*** Opening of THE DATA ***

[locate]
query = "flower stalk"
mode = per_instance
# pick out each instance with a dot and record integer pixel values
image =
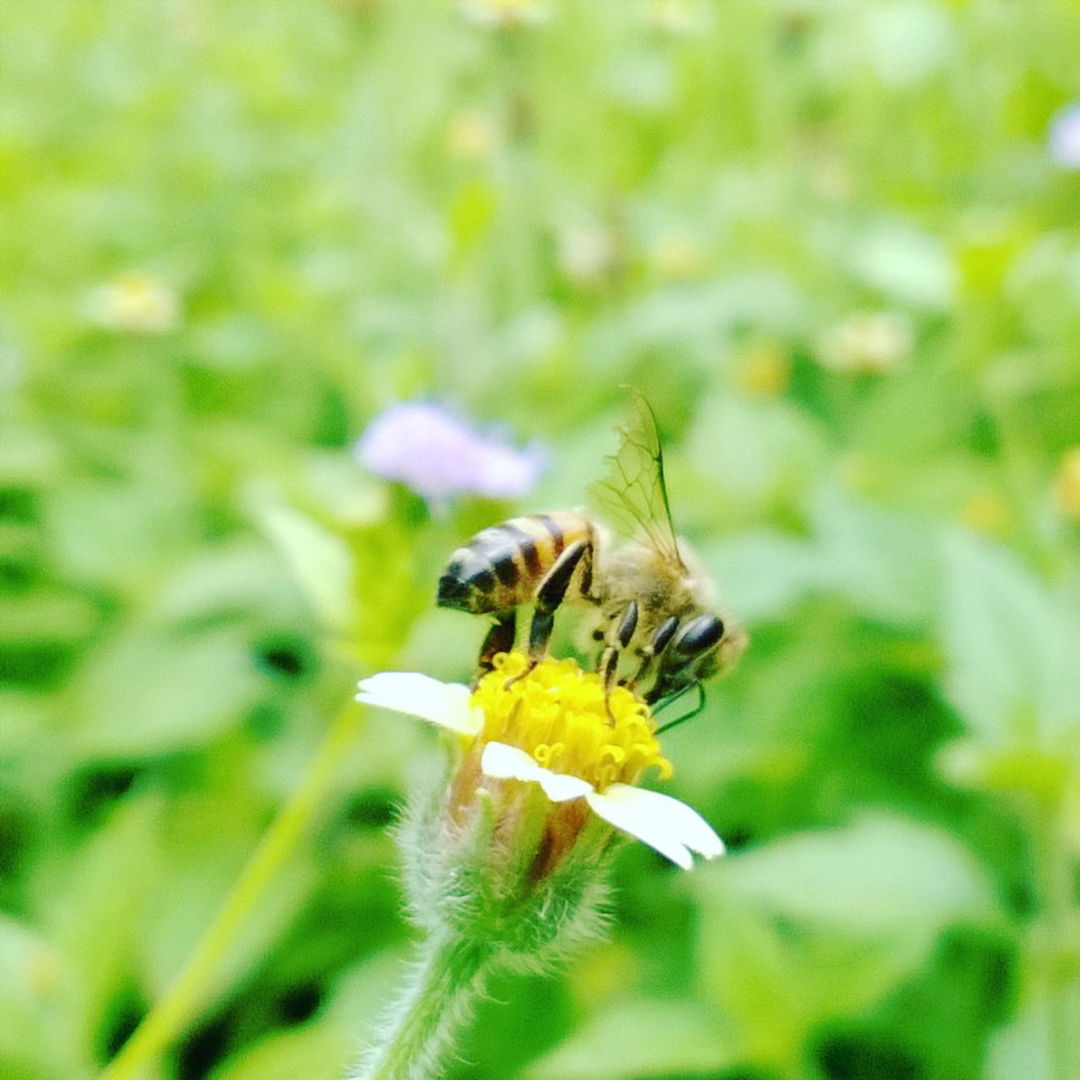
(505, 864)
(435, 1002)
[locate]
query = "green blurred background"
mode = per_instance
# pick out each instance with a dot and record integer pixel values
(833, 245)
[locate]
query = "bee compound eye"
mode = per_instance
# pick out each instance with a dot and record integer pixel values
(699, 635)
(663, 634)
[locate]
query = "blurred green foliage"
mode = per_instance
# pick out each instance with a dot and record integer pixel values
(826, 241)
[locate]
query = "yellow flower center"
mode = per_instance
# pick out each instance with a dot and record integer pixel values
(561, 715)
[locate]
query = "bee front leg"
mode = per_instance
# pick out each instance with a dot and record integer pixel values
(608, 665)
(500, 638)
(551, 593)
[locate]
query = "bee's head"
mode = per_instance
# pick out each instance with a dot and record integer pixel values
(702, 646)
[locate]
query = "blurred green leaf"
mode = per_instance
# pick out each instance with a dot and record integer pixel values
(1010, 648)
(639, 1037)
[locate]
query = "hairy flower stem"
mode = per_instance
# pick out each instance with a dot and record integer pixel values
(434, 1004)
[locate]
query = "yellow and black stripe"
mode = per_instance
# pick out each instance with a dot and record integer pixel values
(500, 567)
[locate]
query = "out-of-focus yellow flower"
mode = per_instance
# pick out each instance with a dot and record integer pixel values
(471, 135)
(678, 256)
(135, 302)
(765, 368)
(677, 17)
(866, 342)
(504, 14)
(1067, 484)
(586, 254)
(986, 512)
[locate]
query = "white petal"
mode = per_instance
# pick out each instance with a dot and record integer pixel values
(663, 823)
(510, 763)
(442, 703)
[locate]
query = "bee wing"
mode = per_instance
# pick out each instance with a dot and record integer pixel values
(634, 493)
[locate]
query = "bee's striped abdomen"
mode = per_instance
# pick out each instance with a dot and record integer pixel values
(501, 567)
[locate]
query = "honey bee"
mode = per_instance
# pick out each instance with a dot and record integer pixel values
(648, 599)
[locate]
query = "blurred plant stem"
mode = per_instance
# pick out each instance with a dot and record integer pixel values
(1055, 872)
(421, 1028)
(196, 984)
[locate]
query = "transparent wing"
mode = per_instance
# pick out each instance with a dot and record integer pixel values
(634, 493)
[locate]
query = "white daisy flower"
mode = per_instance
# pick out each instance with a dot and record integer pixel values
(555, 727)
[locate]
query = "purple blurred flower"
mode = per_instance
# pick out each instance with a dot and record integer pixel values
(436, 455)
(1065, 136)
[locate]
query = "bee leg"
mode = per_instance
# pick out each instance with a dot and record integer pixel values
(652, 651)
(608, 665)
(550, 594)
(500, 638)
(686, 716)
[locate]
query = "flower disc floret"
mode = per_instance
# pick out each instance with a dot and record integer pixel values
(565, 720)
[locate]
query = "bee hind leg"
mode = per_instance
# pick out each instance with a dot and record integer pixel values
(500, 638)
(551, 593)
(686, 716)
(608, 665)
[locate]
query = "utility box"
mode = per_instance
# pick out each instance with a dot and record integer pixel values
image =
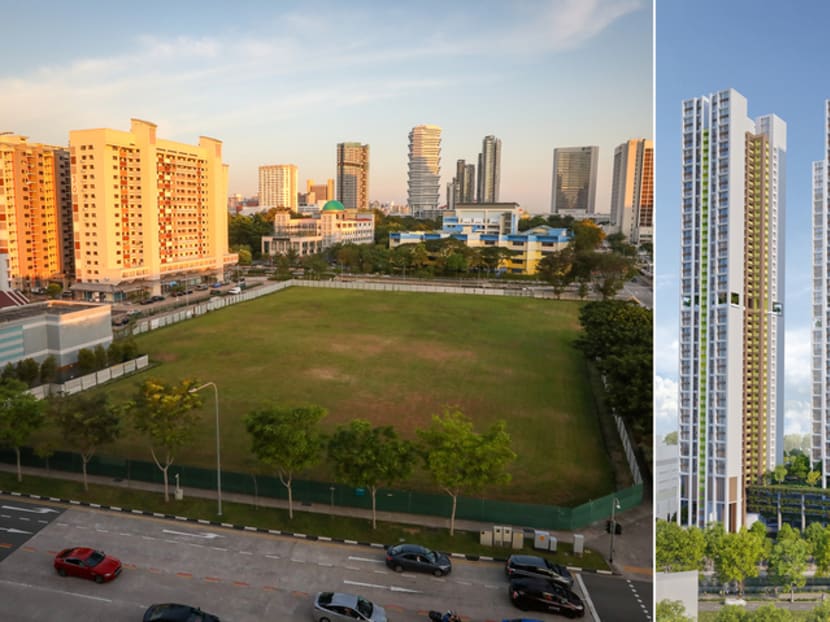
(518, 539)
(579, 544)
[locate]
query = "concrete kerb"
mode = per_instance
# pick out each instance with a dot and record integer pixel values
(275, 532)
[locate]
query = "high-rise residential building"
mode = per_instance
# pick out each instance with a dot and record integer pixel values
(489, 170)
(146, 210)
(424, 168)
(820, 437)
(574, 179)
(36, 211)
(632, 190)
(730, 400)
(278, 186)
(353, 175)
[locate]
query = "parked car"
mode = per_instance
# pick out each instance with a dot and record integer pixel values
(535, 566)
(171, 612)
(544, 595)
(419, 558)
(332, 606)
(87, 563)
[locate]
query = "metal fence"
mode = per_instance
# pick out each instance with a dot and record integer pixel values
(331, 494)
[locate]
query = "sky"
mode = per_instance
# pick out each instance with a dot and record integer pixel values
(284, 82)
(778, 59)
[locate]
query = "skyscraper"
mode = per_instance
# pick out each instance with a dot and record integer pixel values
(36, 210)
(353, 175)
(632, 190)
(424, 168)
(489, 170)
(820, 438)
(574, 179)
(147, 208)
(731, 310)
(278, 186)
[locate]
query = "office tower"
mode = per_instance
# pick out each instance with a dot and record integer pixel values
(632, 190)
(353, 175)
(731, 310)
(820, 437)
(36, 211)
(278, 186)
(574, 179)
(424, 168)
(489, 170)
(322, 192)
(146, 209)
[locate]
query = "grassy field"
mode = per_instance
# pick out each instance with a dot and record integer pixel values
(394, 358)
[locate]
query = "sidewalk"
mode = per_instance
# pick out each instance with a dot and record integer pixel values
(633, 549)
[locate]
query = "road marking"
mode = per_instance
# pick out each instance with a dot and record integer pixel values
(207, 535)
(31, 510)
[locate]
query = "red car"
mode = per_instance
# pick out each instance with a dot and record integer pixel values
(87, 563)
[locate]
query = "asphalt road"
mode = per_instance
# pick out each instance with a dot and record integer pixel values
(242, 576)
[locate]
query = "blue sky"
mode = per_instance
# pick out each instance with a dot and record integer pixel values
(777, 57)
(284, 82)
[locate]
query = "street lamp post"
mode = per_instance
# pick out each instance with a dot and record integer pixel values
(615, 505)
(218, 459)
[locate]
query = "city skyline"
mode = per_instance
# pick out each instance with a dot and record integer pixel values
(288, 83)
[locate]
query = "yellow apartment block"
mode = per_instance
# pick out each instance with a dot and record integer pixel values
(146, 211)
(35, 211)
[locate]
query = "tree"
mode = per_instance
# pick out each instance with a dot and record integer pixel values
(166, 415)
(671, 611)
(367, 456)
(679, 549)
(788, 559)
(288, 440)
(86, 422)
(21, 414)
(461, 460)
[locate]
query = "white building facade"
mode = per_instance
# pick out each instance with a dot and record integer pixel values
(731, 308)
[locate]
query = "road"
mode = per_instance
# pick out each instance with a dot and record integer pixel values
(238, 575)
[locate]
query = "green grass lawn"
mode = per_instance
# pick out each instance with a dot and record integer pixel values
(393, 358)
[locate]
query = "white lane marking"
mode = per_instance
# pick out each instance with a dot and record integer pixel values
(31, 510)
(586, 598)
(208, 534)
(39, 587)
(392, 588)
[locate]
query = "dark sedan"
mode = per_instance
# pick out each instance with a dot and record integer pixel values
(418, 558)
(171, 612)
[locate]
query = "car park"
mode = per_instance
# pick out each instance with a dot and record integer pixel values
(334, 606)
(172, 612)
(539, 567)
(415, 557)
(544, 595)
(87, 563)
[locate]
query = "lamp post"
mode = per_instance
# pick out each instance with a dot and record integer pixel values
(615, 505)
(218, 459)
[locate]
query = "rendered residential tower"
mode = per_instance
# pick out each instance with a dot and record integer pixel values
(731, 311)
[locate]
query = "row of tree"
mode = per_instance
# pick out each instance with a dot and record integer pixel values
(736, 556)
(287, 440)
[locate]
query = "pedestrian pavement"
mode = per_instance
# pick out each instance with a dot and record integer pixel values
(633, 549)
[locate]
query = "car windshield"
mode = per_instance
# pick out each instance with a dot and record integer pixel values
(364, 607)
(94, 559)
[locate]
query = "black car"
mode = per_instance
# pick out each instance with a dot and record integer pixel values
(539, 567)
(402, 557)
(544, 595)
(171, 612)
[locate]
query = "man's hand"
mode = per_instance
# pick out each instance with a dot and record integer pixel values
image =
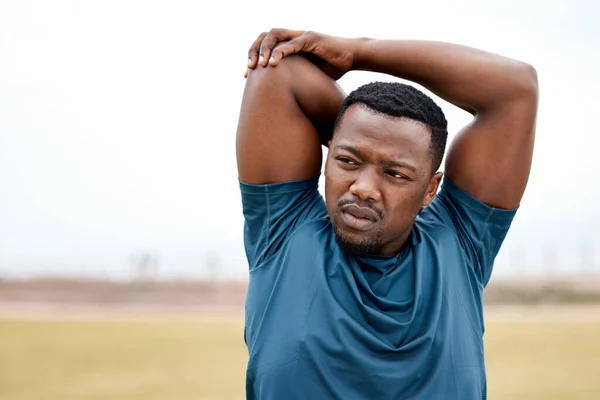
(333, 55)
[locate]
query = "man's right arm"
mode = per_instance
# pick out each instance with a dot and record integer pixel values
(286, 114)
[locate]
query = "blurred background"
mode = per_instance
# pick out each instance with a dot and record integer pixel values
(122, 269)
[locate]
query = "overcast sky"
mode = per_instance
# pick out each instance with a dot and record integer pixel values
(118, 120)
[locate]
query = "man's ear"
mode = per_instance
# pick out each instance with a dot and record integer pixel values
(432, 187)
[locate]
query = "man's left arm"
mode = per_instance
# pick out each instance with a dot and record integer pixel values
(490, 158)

*** Close of THE DATA ***

**WHAT TO PRODUCE:**
If a line in the records contains the string "green", copy it out.

**TASK SOLUTION:**
query = "green blurred background"
query = "blurred green foliage"
query = "blurred green leaf"
query = "green grass lawn"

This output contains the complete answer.